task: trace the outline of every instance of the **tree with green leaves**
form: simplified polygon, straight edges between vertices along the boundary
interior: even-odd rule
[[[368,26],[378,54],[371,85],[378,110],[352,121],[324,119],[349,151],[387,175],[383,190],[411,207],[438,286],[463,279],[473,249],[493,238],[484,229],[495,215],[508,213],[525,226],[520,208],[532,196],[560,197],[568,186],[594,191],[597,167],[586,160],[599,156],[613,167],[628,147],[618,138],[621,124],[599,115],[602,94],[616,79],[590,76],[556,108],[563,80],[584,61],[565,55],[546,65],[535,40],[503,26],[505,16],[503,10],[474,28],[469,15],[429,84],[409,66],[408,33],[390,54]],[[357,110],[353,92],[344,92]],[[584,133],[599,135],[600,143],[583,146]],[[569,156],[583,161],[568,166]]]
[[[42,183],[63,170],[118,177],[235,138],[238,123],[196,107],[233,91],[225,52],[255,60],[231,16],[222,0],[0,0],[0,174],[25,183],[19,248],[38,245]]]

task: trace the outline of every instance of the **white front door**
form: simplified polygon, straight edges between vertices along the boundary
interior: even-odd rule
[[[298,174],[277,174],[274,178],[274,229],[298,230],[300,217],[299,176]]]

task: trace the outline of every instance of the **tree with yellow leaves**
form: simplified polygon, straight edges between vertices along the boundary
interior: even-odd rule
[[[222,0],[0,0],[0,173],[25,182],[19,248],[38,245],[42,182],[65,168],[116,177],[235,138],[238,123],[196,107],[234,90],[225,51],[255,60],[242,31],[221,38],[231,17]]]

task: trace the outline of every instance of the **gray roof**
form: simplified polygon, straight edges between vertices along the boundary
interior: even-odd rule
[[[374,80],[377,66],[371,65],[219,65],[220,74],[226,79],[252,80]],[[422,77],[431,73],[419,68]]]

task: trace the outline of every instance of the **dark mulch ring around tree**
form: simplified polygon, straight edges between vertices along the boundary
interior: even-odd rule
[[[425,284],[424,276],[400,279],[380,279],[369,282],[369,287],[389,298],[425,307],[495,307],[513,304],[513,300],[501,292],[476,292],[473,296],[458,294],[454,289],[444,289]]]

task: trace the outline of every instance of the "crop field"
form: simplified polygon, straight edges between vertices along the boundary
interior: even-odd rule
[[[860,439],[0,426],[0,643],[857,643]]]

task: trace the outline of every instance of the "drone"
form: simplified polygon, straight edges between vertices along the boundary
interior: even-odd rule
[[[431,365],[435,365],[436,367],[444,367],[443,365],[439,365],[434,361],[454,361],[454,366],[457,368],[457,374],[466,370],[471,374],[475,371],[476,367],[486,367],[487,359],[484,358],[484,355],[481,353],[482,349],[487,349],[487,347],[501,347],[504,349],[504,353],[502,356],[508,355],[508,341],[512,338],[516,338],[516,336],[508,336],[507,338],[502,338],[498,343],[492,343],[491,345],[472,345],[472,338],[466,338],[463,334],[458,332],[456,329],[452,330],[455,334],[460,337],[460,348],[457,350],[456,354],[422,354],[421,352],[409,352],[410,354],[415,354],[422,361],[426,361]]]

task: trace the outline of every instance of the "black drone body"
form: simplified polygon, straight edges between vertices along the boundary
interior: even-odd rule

Description of the task:
Search the material for the string "leaves" and return each line that has it.

Exercise answer:
task: trace the outline of every instance of the **tree with green leaves**
task: trace the outline of every instance of the **tree with yellow leaves**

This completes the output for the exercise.